◆ **Records for the task**:
·····

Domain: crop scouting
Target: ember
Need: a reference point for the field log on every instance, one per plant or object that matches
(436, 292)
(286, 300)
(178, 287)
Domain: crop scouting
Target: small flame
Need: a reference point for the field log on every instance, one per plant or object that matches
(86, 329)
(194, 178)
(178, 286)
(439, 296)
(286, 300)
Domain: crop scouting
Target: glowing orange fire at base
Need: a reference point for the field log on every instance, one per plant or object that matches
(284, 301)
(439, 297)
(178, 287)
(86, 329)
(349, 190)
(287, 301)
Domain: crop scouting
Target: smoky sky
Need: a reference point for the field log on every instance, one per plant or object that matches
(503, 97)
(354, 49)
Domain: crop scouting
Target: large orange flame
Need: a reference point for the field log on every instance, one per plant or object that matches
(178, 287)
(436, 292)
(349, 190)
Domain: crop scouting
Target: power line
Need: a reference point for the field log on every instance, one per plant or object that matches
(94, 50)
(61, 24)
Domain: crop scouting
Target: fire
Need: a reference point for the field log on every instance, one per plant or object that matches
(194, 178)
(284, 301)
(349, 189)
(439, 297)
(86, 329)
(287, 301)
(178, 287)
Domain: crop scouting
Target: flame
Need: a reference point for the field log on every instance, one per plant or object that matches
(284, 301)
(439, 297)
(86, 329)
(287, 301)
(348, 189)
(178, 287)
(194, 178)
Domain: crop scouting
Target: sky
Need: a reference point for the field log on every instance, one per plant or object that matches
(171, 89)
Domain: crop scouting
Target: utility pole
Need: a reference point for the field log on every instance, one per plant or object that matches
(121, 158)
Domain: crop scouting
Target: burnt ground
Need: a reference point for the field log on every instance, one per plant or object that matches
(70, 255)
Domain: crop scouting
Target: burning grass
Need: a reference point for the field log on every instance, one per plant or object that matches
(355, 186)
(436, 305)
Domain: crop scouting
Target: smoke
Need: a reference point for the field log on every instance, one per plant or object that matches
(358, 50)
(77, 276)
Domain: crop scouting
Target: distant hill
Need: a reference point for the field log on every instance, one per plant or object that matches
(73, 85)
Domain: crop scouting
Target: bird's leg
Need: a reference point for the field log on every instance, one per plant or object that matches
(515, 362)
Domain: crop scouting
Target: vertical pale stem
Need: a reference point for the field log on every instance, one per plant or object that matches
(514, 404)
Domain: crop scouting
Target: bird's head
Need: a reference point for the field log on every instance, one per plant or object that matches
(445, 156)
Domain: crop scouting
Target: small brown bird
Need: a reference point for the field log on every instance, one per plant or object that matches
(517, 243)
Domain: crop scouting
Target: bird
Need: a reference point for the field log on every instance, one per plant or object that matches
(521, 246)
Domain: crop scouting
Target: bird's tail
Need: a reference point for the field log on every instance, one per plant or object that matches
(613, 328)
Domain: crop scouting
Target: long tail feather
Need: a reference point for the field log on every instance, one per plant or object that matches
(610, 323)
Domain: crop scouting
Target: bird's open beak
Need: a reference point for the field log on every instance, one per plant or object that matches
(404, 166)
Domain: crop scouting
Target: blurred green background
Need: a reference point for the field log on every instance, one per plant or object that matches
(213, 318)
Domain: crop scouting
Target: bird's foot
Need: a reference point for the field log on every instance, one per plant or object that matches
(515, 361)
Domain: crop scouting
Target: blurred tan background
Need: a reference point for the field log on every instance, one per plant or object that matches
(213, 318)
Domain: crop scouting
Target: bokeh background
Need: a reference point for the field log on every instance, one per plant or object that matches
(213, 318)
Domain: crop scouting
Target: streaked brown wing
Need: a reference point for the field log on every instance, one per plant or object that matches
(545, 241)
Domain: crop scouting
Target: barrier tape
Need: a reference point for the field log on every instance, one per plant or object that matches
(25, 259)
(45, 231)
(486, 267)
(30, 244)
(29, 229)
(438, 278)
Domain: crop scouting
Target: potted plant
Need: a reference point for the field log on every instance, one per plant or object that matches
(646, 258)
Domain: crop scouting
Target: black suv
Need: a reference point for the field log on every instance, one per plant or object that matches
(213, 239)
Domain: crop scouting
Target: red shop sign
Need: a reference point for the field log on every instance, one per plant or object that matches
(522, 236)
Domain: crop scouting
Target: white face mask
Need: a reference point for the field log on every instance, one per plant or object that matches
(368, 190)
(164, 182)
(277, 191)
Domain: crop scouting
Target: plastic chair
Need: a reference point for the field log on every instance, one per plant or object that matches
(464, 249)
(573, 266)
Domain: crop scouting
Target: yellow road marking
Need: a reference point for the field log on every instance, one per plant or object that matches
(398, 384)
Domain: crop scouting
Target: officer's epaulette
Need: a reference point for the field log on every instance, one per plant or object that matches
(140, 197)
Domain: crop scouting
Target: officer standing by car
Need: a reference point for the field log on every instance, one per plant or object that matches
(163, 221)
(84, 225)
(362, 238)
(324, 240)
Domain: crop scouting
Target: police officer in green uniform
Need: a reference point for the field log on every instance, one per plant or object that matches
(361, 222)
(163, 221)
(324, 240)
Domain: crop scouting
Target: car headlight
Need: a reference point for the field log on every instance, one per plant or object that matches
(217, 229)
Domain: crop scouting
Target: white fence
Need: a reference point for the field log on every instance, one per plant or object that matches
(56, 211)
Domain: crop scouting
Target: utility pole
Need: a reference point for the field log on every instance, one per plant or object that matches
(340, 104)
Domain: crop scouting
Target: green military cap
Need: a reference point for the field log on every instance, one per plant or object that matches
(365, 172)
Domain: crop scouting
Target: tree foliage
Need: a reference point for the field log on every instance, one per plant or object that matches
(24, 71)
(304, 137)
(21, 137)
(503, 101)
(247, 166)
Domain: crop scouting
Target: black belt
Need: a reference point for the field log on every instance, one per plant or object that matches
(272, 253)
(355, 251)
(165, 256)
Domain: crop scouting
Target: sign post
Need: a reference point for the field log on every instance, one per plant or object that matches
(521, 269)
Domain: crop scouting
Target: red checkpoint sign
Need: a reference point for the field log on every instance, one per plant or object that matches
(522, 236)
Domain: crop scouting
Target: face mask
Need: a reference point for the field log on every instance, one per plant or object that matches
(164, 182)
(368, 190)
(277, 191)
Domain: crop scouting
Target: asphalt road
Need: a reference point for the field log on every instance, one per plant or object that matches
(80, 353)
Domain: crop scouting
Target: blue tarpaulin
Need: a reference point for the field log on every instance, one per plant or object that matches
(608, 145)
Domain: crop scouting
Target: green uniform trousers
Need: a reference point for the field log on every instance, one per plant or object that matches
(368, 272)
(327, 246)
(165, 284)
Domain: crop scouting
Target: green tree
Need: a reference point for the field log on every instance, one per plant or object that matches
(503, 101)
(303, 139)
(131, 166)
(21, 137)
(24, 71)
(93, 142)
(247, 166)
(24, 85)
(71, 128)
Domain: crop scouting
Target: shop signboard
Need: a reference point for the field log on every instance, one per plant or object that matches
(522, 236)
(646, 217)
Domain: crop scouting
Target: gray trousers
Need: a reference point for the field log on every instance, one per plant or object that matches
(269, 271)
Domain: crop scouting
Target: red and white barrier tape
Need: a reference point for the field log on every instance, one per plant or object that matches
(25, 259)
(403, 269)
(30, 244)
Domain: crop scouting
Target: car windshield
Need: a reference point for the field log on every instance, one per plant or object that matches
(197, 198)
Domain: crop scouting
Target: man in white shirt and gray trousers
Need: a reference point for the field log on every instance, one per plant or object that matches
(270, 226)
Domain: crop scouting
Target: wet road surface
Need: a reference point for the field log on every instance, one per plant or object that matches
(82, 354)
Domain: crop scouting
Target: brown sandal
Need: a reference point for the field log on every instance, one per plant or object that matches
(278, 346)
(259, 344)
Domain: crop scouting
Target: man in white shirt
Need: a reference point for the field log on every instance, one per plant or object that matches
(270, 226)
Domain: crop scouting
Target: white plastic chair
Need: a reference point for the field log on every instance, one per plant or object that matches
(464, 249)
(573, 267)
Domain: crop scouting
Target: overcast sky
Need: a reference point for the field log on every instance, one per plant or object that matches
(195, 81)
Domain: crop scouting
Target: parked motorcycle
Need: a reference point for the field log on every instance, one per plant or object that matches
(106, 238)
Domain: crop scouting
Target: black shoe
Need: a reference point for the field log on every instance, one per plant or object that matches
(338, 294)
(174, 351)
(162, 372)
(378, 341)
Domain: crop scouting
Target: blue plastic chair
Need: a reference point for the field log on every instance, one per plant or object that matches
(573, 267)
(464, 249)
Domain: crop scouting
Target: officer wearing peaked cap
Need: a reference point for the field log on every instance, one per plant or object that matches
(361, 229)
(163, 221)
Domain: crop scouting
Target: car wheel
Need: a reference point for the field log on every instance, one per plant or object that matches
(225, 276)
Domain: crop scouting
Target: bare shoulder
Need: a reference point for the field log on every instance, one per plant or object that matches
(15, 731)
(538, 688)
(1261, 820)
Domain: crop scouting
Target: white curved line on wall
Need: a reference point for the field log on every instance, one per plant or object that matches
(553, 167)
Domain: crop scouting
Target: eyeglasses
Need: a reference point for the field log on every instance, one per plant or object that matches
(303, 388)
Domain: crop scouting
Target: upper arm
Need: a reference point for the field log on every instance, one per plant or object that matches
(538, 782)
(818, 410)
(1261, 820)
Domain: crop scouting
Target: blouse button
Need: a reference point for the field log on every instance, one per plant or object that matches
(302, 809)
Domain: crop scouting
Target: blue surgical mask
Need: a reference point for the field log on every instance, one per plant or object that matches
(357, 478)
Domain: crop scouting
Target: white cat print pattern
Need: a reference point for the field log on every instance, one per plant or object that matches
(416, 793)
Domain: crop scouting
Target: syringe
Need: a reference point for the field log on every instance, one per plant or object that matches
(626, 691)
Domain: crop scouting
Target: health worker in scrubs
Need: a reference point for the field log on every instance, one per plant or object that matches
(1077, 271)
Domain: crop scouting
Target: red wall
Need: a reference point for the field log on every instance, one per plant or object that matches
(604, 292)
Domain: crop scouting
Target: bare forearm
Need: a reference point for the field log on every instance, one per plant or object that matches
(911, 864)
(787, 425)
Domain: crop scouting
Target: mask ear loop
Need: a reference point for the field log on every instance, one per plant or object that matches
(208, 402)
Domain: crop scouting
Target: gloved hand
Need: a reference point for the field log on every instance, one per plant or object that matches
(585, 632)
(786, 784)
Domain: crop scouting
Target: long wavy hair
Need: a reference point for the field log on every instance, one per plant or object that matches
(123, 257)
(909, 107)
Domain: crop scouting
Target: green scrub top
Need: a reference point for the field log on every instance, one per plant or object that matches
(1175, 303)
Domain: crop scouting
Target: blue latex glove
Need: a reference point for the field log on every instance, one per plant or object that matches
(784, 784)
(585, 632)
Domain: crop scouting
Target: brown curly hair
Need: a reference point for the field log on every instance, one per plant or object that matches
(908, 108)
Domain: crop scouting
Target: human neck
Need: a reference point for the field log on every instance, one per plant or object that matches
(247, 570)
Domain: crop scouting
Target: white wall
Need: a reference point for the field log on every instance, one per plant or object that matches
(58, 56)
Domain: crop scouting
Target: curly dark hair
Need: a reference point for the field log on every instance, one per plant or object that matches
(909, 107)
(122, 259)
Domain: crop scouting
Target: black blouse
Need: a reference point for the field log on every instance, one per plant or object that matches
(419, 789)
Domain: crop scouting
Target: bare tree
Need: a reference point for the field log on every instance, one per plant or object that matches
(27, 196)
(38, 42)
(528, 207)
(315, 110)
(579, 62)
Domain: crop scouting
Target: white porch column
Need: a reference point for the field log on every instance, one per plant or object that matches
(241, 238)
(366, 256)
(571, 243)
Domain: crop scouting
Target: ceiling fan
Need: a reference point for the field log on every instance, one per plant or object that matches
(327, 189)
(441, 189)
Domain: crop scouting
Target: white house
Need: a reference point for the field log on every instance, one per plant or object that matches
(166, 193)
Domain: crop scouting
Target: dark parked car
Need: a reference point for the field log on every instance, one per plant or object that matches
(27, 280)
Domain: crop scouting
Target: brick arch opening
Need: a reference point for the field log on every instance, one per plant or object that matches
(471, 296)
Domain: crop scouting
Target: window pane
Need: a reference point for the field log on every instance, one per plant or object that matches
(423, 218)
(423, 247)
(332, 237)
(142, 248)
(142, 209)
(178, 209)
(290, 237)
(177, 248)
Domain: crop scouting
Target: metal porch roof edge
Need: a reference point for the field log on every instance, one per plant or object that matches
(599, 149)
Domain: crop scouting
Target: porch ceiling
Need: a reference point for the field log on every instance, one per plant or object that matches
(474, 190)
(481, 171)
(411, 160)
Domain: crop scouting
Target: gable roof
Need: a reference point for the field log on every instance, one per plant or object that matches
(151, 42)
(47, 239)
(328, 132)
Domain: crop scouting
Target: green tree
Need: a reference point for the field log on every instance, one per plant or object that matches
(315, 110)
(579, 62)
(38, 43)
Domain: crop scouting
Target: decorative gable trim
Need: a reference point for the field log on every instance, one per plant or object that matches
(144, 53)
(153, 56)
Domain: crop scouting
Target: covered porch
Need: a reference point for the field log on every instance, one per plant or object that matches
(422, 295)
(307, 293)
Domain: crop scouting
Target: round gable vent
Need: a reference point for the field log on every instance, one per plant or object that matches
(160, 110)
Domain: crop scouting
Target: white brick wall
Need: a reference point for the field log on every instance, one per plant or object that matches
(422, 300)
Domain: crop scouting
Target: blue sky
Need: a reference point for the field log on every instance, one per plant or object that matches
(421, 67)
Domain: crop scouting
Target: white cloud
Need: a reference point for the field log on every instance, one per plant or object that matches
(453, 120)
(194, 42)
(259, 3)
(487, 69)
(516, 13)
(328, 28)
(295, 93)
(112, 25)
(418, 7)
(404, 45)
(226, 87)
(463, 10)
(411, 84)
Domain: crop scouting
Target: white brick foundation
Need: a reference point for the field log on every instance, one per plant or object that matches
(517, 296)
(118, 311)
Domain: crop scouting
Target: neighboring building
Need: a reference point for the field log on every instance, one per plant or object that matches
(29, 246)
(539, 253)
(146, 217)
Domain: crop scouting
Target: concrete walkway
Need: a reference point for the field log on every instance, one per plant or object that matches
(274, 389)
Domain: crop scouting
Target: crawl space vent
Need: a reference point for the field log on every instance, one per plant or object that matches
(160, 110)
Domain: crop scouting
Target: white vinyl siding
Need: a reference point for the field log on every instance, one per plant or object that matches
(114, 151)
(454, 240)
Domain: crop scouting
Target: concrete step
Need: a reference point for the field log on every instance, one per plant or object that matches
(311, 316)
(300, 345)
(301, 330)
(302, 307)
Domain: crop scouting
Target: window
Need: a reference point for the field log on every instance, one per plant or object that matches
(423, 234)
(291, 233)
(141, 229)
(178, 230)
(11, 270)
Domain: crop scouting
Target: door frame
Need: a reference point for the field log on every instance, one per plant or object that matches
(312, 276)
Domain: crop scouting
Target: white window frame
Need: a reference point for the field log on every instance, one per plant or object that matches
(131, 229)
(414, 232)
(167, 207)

·····

Return every line in the records above that contains the word "tree", copying each one in full.

◆ **The output**:
Target: tree foliage
Target: green tree
Target: bare tree
Target: green tree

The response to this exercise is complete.